Every line of the records below that holds the word "white" should be copied out.

**Data**

╔══

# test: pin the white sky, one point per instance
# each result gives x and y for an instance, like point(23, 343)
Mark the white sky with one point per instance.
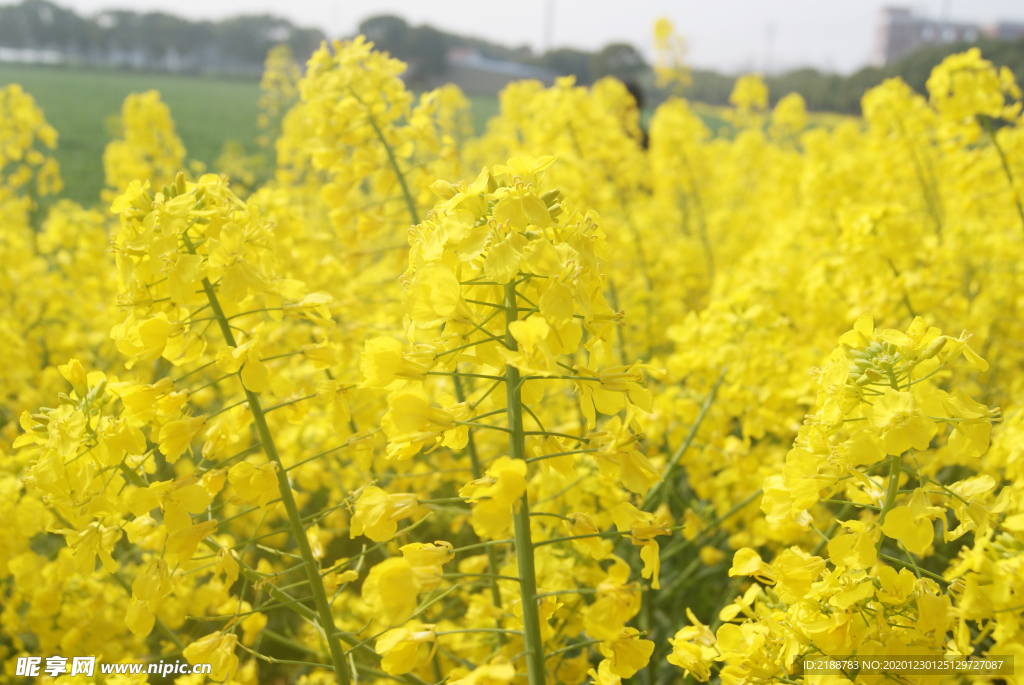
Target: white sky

╚══
╔══

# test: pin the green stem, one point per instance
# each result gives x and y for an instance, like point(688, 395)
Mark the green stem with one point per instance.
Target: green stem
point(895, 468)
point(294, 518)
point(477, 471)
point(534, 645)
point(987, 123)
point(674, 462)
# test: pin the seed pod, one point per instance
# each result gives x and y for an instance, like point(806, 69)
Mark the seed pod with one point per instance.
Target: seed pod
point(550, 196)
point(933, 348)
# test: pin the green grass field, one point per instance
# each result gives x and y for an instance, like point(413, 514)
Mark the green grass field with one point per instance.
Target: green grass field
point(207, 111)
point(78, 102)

╚══
╔══

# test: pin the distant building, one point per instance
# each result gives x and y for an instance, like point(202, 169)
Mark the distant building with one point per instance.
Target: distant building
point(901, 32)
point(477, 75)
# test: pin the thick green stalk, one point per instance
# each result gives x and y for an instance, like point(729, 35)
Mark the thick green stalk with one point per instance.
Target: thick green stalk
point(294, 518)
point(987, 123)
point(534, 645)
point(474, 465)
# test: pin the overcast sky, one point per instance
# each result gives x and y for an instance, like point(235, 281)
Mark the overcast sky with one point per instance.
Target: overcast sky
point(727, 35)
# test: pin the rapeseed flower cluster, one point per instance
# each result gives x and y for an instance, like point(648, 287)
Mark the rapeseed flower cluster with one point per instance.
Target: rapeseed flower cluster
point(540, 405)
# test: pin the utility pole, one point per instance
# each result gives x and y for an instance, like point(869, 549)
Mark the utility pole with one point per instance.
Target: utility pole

╚══

**Written answer**
# test: pin the white sky, one point per instance
Mark the white sky with one point per instance.
Target: white sky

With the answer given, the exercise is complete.